▶ Opdracht: Schrijf alle regels van de onderstaande lijst alsjeblieft ongewijzigd over.

^^^^^^^^^^^^^^^^

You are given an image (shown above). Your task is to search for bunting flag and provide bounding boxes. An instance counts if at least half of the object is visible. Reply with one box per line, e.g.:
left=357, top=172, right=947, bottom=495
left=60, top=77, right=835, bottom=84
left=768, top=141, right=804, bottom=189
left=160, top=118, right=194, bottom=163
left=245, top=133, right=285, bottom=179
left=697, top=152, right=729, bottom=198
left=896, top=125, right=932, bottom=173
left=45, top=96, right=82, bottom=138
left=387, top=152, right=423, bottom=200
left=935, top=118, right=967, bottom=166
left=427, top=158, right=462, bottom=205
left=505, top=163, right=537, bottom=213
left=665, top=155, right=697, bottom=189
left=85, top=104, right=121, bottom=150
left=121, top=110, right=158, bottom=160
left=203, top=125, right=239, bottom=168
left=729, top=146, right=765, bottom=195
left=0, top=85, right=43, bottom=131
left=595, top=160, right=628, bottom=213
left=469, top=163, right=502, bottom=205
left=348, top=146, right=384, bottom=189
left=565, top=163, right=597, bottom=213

^^^^^^^^^^^^^^^^

▶ Verwacht antwoord:
You are given an image (shown above). Your task is to search for bunting flag and provide bounding boxes. An instance counts if at least half of the object is visible. Reply with one box per line, e.g.:
left=357, top=172, right=947, bottom=495
left=60, top=77, right=835, bottom=84
left=768, top=141, right=804, bottom=189
left=160, top=118, right=194, bottom=163
left=245, top=133, right=285, bottom=179
left=697, top=152, right=729, bottom=198
left=896, top=125, right=932, bottom=173
left=45, top=96, right=82, bottom=138
left=387, top=152, right=423, bottom=200
left=935, top=118, right=967, bottom=166
left=427, top=158, right=462, bottom=205
left=505, top=163, right=537, bottom=213
left=665, top=155, right=697, bottom=189
left=85, top=104, right=121, bottom=150
left=121, top=110, right=158, bottom=160
left=203, top=125, right=239, bottom=168
left=729, top=146, right=765, bottom=195
left=0, top=85, right=43, bottom=131
left=595, top=160, right=628, bottom=213
left=469, top=163, right=502, bottom=205
left=348, top=146, right=384, bottom=189
left=565, top=163, right=597, bottom=213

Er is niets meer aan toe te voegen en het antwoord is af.